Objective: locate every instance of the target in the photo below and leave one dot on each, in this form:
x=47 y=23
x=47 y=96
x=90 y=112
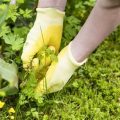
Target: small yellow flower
x=11 y=110
x=1 y=104
x=12 y=117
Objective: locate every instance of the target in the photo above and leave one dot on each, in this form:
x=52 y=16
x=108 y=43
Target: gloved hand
x=59 y=72
x=47 y=31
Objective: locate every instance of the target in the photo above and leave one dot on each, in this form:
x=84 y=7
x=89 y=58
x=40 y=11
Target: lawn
x=93 y=92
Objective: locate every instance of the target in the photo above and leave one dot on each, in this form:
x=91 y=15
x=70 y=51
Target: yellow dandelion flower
x=12 y=117
x=2 y=104
x=11 y=110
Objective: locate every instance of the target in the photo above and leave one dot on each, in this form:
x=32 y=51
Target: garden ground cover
x=93 y=92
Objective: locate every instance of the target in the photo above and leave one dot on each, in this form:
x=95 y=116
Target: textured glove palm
x=59 y=72
x=47 y=30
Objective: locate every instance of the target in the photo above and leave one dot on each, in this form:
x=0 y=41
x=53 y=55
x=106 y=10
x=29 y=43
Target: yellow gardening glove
x=59 y=72
x=47 y=30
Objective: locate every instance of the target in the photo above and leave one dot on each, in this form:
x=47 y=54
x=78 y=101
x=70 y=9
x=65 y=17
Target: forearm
x=58 y=4
x=99 y=25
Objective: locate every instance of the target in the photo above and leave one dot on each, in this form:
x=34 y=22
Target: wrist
x=57 y=4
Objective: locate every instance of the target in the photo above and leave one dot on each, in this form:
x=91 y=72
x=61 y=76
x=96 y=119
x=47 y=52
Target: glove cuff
x=73 y=59
x=52 y=12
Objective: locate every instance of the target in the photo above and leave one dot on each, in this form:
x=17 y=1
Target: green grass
x=92 y=93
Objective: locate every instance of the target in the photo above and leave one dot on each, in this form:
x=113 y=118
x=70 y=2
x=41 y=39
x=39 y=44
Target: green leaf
x=14 y=40
x=8 y=72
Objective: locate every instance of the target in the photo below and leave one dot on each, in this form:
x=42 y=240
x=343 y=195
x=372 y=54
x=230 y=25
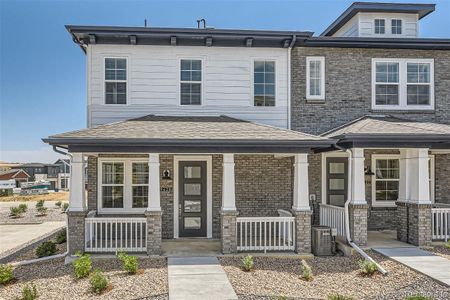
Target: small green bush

[Do this] Exclude the images, then output the data above word for word.

[Task answer]
Objective: locate every instance of the target in the photo below and leave one dot on each, in this form:
x=47 y=23
x=47 y=96
x=90 y=112
Target: small yellow flower
x=11 y=110
x=1 y=104
x=12 y=117
Objective: locate every instance of the target in the photo above and leave one dot on each, in this form:
x=52 y=16
x=108 y=43
Target: gloved hand
x=59 y=72
x=47 y=31
Objective: locate every instance of the target in the photo above and leave one dot on each, in this form:
x=84 y=7
x=89 y=58
x=40 y=11
Target: lawn
x=93 y=92
Objective: locate every instance of the target in the photo above and leave one dot on each, in this form:
x=91 y=15
x=70 y=51
Target: yellow dandelion flower
x=12 y=117
x=2 y=104
x=11 y=110
Objective: locate every instance of the target in the photo above and leave one dot on each, in this form:
x=32 y=51
Target: garden ground cover
x=93 y=92
Objective: locate every instance of the target in the photo above and leave one dot on each, in this form:
x=95 y=116
Target: textured glove palm
x=59 y=72
x=47 y=30
Objective: locate every instance of the target in the photo above and leave one dot on each, in this form:
x=0 y=41
x=53 y=55
x=106 y=10
x=29 y=43
Target: yellow gardening glove
x=59 y=72
x=47 y=30
Objective: locate every instance of the target in the photo above and leave one dot on each, in this form:
x=47 y=54
x=78 y=101
x=70 y=9
x=65 y=17
Target: forearm
x=58 y=4
x=99 y=25
Objective: locate every instance of the target in the photo above and leave one dot on each, in this form:
x=34 y=22
Target: wrist
x=57 y=4
Objective: locate every instance of the target in the photo above and leave one dot on each, in this form:
x=91 y=72
x=61 y=76
x=96 y=119
x=47 y=52
Target: glove cuff
x=73 y=59
x=52 y=12
Objective: locate every instance of the target in the photo above and leave one dot on each, in this form:
x=17 y=1
Target: green grass
x=92 y=93
Objective: locate every instance of the target in the photo above and leave one dot on each, in this form:
x=113 y=118
x=70 y=2
x=41 y=39
x=39 y=44
Target: green leaf
x=14 y=40
x=8 y=72
Objective: locate every instance of the target in the photo below and leave one dot on each, in this form:
x=42 y=240
x=343 y=195
x=372 y=54
x=230 y=25
Target: small green bush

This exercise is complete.